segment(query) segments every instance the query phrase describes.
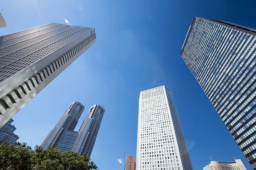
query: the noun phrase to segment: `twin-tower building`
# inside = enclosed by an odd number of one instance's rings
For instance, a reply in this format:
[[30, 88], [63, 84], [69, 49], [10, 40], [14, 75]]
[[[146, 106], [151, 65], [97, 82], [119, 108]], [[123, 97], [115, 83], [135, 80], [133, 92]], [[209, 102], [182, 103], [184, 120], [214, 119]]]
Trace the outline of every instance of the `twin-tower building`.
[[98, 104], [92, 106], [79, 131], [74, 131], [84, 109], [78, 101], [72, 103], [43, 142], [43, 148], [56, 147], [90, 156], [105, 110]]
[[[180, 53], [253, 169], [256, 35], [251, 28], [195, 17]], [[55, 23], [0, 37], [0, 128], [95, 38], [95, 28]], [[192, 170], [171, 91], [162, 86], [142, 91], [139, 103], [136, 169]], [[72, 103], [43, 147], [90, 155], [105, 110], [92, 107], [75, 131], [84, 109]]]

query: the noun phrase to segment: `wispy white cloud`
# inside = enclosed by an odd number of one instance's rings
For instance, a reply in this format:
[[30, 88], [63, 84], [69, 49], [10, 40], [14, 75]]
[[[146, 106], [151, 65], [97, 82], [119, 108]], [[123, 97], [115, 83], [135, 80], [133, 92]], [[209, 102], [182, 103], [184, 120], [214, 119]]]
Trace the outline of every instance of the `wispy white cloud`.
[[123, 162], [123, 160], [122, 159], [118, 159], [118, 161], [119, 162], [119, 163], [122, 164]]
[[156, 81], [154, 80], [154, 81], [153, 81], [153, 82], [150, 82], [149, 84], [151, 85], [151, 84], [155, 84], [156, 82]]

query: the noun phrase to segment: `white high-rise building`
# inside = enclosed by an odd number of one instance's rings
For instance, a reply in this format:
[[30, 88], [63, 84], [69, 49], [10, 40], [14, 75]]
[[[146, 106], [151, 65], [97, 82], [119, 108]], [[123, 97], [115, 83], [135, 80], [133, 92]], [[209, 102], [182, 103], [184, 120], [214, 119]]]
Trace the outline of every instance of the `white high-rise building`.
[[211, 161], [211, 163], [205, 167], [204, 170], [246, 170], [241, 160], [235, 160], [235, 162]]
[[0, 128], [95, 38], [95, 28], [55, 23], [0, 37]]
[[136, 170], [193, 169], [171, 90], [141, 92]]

☆ ☆ ☆ ☆ ☆

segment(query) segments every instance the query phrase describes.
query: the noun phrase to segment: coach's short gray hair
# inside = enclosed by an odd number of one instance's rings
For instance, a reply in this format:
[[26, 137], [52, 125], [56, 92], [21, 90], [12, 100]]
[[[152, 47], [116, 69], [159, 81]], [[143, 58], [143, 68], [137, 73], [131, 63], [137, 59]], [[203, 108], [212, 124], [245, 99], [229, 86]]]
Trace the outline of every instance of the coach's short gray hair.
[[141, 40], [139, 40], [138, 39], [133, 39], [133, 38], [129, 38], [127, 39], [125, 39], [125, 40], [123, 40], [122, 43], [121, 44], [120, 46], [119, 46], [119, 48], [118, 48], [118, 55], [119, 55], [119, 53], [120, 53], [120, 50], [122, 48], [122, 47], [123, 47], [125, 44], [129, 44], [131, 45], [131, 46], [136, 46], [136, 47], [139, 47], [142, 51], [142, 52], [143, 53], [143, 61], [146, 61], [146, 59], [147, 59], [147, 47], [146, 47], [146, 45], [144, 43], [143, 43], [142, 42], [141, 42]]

☆ ☆ ☆ ☆ ☆

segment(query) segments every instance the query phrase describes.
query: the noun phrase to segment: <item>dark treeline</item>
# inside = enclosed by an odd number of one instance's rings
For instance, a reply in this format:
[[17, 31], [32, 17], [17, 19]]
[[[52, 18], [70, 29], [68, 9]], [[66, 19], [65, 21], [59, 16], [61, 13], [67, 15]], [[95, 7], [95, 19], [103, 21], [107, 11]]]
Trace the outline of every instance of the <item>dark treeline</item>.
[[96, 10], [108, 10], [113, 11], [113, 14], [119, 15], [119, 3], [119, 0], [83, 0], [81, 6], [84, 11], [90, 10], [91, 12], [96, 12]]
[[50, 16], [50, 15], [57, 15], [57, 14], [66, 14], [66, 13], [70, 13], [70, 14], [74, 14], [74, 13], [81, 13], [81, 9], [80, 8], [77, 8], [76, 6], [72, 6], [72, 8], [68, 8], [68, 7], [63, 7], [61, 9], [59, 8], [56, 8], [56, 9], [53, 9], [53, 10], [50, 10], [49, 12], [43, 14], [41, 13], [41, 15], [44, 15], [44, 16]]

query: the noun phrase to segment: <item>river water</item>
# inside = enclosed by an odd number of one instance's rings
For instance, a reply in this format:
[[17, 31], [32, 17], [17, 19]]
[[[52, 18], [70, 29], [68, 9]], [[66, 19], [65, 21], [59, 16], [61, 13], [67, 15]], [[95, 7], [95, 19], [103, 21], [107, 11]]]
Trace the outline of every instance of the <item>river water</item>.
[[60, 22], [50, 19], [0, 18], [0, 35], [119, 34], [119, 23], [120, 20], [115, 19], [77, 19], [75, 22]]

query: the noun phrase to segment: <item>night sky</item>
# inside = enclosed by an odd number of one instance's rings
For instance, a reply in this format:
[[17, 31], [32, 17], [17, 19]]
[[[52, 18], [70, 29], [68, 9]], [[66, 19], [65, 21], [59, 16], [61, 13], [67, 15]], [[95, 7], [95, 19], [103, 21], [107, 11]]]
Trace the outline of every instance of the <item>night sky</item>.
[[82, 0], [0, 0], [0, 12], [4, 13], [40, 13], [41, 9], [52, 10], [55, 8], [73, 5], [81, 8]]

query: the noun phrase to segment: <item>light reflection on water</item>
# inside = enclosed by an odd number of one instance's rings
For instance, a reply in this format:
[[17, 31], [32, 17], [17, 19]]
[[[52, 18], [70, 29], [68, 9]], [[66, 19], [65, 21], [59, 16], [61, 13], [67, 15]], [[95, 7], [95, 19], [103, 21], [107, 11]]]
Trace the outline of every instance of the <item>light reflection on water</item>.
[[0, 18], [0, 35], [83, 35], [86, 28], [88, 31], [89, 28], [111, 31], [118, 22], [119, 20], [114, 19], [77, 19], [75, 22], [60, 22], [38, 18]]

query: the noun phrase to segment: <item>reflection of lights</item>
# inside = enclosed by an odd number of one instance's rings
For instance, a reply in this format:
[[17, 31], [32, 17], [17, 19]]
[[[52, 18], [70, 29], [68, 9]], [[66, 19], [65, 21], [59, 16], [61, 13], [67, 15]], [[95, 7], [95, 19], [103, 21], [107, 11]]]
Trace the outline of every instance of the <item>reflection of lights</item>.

☆ ☆ ☆ ☆ ☆

* _Set task_
Render the stretch of the listing from the line containing "query: the noun phrase to segment: <item>reflection" through the line containing "Trace the outline of every instance of the <item>reflection" as a Markdown table with the columns Row and Line. Number each line, include both end lines, and leave out any blank lines.

* _Worked answer_
| Row | Line |
|---|---|
| 1 | query: the noun phrase to segment: <item>reflection of lights</item> |
| 2 | # inside = enclosed by an odd number of one instance's rings |
| 3 | For instance, a reply in this format: |
| 4 | [[17, 31], [32, 17], [17, 19]] |
| 5 | [[[52, 18], [70, 29], [68, 9]], [[66, 19], [65, 21], [59, 16], [61, 13], [67, 15]], [[95, 7], [95, 19], [103, 21], [107, 11]]] |
| 6 | Trace the outline of every instance of the <item>reflection of lights</item>. |